STATED TASK = Copy the records below word for word, leaving out the pictures.

========================

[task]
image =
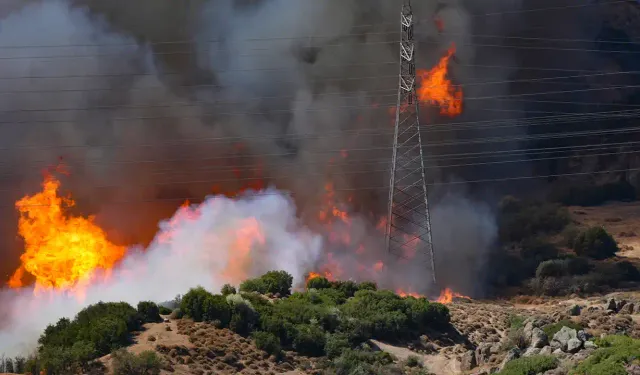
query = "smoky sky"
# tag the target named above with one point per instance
(154, 101)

========================

RESULT FOR THIS TASK =
[task]
image =
query = "smoky sky"
# tag the target named above with one point per instance
(154, 101)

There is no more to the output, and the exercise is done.